Written task:
Can you retype only the lines from the one with "Report the position of every instance of the slender" through the final line of the material, exactly as given?

__________

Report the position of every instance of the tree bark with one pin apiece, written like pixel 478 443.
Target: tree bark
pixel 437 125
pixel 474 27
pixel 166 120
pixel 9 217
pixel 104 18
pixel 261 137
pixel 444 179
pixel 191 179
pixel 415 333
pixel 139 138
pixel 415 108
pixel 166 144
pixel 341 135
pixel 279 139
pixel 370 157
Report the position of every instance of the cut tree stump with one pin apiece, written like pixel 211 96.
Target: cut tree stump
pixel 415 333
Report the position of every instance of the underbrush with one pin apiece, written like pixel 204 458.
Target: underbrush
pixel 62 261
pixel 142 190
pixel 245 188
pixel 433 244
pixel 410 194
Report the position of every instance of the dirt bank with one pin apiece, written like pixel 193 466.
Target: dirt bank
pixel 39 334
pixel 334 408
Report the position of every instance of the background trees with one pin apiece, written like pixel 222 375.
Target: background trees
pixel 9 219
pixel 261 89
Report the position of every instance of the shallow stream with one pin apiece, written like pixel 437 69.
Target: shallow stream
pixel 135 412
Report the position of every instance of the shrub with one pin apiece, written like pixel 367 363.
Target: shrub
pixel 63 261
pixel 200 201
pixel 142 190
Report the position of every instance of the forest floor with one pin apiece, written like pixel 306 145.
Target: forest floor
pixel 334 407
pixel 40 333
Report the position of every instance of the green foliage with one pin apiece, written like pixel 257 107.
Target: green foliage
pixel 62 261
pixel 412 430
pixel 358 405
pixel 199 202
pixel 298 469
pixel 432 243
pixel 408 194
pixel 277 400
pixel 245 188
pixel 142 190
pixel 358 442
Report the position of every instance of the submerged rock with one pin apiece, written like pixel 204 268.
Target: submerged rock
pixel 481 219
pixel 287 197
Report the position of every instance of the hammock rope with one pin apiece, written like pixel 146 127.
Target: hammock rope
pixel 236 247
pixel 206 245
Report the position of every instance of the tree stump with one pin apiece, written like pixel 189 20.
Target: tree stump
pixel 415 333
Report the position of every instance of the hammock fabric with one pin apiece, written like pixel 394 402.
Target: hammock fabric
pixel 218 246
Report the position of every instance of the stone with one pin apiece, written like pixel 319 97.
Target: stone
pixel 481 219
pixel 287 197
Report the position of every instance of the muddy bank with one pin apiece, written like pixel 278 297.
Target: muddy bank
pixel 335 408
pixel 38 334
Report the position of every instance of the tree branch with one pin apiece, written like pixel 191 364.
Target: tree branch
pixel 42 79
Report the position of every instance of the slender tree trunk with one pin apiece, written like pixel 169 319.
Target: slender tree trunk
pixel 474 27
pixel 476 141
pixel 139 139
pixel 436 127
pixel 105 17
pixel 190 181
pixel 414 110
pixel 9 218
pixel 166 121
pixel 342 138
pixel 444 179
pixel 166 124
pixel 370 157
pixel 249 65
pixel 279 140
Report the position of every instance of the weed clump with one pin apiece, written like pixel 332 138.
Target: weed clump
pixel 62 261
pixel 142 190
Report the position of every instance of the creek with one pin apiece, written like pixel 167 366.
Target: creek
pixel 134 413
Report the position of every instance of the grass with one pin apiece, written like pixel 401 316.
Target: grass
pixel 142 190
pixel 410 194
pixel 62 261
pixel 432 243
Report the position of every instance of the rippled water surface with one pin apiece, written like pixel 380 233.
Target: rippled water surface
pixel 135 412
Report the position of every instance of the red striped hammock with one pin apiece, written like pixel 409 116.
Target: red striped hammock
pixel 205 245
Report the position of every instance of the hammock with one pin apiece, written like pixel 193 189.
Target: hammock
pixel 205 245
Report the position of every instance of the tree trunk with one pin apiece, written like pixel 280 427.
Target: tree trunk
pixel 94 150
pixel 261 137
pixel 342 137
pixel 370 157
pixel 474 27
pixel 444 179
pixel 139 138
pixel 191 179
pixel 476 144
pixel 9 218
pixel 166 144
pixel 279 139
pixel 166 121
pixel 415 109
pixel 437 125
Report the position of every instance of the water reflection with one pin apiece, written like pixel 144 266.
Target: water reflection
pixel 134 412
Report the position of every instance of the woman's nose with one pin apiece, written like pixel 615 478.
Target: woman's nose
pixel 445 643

__________

Result:
Report the position of every instance of the slender tree trunk with one pin apiece, written like pixel 169 319.
Target: slender tree trunk
pixel 474 27
pixel 476 141
pixel 139 139
pixel 436 127
pixel 105 17
pixel 190 181
pixel 414 110
pixel 9 218
pixel 166 121
pixel 342 138
pixel 444 179
pixel 166 124
pixel 370 157
pixel 249 65
pixel 279 140
Report the position of every instance of the weed clump with one pin apiece, written like pixel 332 138.
Target: weed clump
pixel 62 261
pixel 142 190
Report the position of every instance of the creek with one pin apiece, written like pixel 167 366.
Target: creek
pixel 134 413
Report the position of every instance of the grass with one pin apiece, written like pixel 401 316.
Target: grass
pixel 142 190
pixel 410 194
pixel 62 261
pixel 432 243
Report the position of every instance of the rippled water surface with one pin apiece, written like pixel 380 233.
Target: rippled water surface
pixel 135 412
Report the position of every instance of the red striped hammock with one pin apiece, written like pixel 409 116.
Target: red striped hammock
pixel 205 245
Report the position of every instance of the hammock with one pin apiece, written like pixel 193 189.
Target: hammock
pixel 205 245
Report the position of every instance of the tree trunk with one pin apiece, written like pixel 280 427.
Target: tree trunk
pixel 94 150
pixel 261 137
pixel 342 137
pixel 370 157
pixel 474 27
pixel 444 179
pixel 139 138
pixel 191 179
pixel 476 144
pixel 9 218
pixel 166 144
pixel 279 139
pixel 166 121
pixel 415 109
pixel 437 125
Report the position of every instance of the water reflection with one pin apiece, written like pixel 144 266.
Target: water reflection
pixel 134 412
Report the position of every instance of the woman's nose with one pin apiece, written like pixel 615 478.
Target: woman's nose
pixel 445 643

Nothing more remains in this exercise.